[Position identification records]
┏━━
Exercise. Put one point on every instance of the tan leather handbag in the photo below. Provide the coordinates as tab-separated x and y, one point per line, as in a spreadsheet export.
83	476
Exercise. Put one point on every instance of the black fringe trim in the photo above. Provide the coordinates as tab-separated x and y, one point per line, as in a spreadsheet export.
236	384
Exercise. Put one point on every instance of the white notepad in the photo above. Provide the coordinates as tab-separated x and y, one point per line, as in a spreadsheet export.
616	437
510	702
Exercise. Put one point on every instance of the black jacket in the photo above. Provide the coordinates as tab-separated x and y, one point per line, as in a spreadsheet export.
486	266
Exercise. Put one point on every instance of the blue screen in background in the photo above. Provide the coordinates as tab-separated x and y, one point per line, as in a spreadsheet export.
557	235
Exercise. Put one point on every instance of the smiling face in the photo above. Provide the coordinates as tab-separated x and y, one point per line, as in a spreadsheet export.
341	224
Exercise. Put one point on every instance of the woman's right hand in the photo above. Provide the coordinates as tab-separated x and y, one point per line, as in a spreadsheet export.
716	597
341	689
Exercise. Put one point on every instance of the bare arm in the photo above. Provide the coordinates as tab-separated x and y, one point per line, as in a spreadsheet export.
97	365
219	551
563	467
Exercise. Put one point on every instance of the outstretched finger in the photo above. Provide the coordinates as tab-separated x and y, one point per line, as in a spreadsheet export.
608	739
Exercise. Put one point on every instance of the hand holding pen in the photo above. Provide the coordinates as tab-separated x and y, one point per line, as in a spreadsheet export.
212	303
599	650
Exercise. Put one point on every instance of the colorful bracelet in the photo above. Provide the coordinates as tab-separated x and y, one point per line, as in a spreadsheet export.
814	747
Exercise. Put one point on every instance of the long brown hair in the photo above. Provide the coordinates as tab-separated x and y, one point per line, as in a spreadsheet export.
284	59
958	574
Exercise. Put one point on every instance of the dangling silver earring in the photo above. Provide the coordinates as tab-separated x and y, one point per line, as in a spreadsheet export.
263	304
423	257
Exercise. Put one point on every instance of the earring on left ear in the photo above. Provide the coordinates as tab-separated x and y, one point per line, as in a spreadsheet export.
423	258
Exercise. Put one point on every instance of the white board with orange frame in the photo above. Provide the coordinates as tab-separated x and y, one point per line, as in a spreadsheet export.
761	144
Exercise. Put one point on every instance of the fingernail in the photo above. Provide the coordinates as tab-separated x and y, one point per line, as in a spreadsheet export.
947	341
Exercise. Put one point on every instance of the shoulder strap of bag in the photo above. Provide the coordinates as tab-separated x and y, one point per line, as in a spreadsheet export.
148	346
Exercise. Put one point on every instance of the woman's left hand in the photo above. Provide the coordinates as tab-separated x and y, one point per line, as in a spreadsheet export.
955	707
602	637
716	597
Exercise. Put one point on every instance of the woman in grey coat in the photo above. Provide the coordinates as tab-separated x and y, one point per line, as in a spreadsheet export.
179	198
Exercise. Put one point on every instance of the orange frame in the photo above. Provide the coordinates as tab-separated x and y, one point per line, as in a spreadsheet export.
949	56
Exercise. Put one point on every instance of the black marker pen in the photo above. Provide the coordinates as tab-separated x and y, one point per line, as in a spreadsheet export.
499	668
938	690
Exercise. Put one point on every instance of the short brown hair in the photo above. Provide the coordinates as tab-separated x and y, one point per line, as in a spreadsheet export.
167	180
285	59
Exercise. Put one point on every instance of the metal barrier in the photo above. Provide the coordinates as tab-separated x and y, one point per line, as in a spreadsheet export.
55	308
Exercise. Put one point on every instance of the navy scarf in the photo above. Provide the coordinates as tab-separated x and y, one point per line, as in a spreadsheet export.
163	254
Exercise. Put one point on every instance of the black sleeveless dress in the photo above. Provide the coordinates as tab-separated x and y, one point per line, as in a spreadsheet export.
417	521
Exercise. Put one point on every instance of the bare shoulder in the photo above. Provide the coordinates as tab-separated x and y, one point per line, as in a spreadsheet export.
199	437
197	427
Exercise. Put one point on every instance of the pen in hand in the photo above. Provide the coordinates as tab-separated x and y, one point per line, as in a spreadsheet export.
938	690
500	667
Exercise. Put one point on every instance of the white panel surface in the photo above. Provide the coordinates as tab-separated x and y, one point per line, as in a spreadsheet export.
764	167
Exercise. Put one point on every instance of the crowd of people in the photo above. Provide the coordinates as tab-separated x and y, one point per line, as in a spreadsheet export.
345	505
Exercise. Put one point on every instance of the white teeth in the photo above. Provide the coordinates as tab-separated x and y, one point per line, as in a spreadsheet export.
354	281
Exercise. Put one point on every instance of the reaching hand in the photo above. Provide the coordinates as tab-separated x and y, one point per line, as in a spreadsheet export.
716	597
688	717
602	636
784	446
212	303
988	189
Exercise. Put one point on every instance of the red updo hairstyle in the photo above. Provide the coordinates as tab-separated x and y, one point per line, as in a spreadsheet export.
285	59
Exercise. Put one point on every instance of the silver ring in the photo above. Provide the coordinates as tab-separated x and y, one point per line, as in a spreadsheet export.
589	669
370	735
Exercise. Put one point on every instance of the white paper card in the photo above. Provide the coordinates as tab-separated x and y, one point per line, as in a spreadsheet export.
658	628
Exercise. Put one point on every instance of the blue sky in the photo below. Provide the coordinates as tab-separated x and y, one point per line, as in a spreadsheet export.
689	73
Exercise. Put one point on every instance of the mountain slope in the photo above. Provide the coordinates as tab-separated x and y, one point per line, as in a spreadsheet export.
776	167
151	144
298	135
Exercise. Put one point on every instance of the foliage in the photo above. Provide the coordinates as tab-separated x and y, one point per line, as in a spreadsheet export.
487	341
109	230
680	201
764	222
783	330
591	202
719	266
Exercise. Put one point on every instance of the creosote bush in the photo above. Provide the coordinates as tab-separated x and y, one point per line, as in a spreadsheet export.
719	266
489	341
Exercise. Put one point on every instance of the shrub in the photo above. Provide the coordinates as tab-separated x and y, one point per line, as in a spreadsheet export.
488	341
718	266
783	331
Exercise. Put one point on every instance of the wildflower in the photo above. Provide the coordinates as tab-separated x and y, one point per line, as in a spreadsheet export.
┗━━
_Requirement_: Extract every entry in the listing word for word.

_Problem solution_:
Exercise. Put one point on every instance of the tan leather handbag in the photo below. Provide the coordinates as tab-separated x and y, one point per line, as in a spreadsheet export.
83	476
Exercise. Put one point on every instance of the black fringe trim in the photo above. Provide the coordinates as tab-separated x and y, one point per line, as in a spreadsheet export.
236	384
Exercise. Put one point on every instance of the white notepad in the photo above. Provide the coordinates as tab-separated x and y, one point per line, as in a spreadsheet export.
616	437
510	702
Exercise. Put one point on every instance of the black jacket in the photo above. Provide the coordinates as tab-separated x and y, one point per line, as in a spreadsheet export.
486	266
Exercise. Put one point on every instance of the blue screen in background in the photo above. Provide the coordinates as tab-separated x and y, one point per line, as in a spreadsheet export.
557	235
Exercise. Put one point on every instance of the smiling face in the photo above. Provide the coordinates as tab-separated x and y, one point per line, as in a spreadsheet export.
341	224
Exercise. Put one point on every instance of the woman's right hand in the photo above. Provide the coordinates as tab-separated x and y, one point per line, as in a spreadsheet export.
716	597
341	689
Exercise. Put one point on every instance of the bare arm in the photo above. Provide the coordinates as tab-separated x and y, one point per line, as in a spreadsheet export.
97	365
219	551
563	467
Exercise. Put one point on every instance of the outstretched finger in the photo above. Provide the coordinates as tab-separated x and y, one point per line, as in a spreadsheet export.
608	739
Exercise. Put one point on every instance of the hand holding pen in the photo above. Provide the coordinates as tab-separated x and y, one point per line, as in a spreadsheet export.
212	303
599	650
Exercise. Put one point on every instance of the colorful bracelet in the photo above. Provide the coordinates as tab-separated x and y, one point per line, as in a spreadsheet export.
814	747
Exercise. Put one point on every instance of the long brown hair in the photo above. Provide the coordinates as tab-separated x and y, one point per line, as in a spreadsheet export.
284	59
958	574
Exercise. Put one point on every instance of the dangling silver earring in the photo above. Provide the coordinates as tab-separated x and y, one point per line, as in a spreadsheet export.
263	304
423	257
Exercise. Put one point on every instance of the earring on left ear in the photo above. Provide the coordinates as tab-separated x and y, one point per line, as in a spreadsheet export.
423	258
Exercise. Put one point on every instance of the white board with orange frame in the photo above. Provide the coordinates as tab-separated x and y, one point per line, as in a spreadsheet export.
761	144
Exercise. Put one point on every instance of the fingernail in the photo above. Provide the coordinates as tab-separated x and y, one point per line, as in a spreadsheet export.
947	341
Exercise. Put one point on every instance of the shoulder strap of bag in the photo above. Provide the coordinates as tab-separated x and y, one point per line, as in a spreadsheet export.
148	346
Exercise. Put one point on every instance of the woman's left hand in the photo above. Provide the coordinates as tab-separated x and y, one point per line, as in a spreadsheet export.
955	707
602	637
716	597
Exercise. Put one point on every instance of the woman in grey coat in the photo above. Provide the coordinates as tab-separated x and y, one point per line, as in a spreadsheet export.
179	198
Exercise. Put one point on every instance of the orange frame in the photo above. Provide the coordinates as tab-separated x and y, one point per line, as in a spreadsheet export.
949	56
Exercise. Put one point on every instance of the black marker pen in the photo above. Provide the coordinates as tab-separated x and y, one point per line, as in a spreadsheet export.
499	668
938	690
Exercise. Put one point on every instance of the short brown hair in the photo above. Provide the coordinates as tab-separated x and y, one point per line, as in a spreadsheet export.
167	180
285	59
Exercise. Put one point on every instance of the metal barrier in the photo above. Provide the coordinates as tab-separated x and y, one point per line, as in a spreadsheet export.
55	308
Exercise. Put one point on every instance of the navy scarf in the photo above. Provide the coordinates as tab-separated x and y, one point per line, as in a spreadsheet export.
163	254
Exercise. Put one point on every instance of the black sleeveless dress in the photo above. Provide the coordinates as tab-separated x and y, one point per line, as in a spreadsheet export.
417	521
Exercise. Put one point on every instance of the bare shoulder in the photo above. Provide the coordinates as tab-separated x and y, one point per line, as in a spreadsheet export.
199	437
197	427
Exercise. Put one point on every instance of the pen in hand in the photo above. Provide the coordinates as tab-separated x and y, one point per line, as in a spreadsheet export.
938	690
500	667
Exercise. Put one point on every instance of the white panel surface in the photo above. Provide the coordinates as tab-separated x and y, one point per line, as in a spreadsheet export.
764	167
Exercise. Put one point on every instance of the crowd of people in the photo above. Provide the coordinates as tab-separated x and y, one point per line, as in a spreadsheet export.
345	505
Exercise. Put one point on every instance of the white teeth in the photo above. Provide the coordinates as tab-separated x and y, one point per line, as in a spreadsheet export.
354	281
Exercise. Put one point on every instance of the reaching hand in the photo above. Provide the coordinates as tab-separated x and y, one point per line, as in a spreadsheet export.
716	597
688	717
602	636
784	446
212	303
988	189
Exercise. Put one point on every instance of the red updo hairstyle in the photo above. Provide the coordinates as tab-separated x and y, one point per line, as in a spreadsheet export.
285	59
Exercise. Put one point on every instance of the silver ring in the photo above. Provide the coordinates as tab-separated x and y, one point per line, as in a spreadsheet export.
589	669
370	735
Exercise. Put one point on every instance of the white paper card in the photo above. Provide the coordinates as tab-separated x and y, one point per line, as in a spreadsheet export.
658	628
Exercise. Put one point on every instance of the blue sky in the photo below. Provide the coordinates as tab-separated x and y, one point per line, as in a spreadsheet export.
689	73
Exercise. Put one point on every instance of the mountain slope in the photo above. Provide the coordinates as tab-separated x and y, one point per line, as in a spreadsheet export.
776	167
151	144
298	135
Exercise. Put one point on every instance of the foliage in the photo above. Provide the coordinates as tab-separated x and y, one point per line, as in a spreadsheet export.
487	341
109	230
680	201
764	222
783	330
591	202
719	266
Exercise. Put one point on every instance of the creosote bush in the photo above. Provide the coordinates as tab-separated x and y, one point per line, as in a spreadsheet export.
719	266
489	341
Exercise. Put one point on every instance of the shrub in the photo above. Provide the coordinates as tab-separated x and y, one point per line, as in a spreadsheet export.
488	341
718	266
783	331
Exercise. Put one point on every instance of the wildflower in the photo above. Provide the coordinates as tab-separated x and y, one point per line, as in a spreadsheet export.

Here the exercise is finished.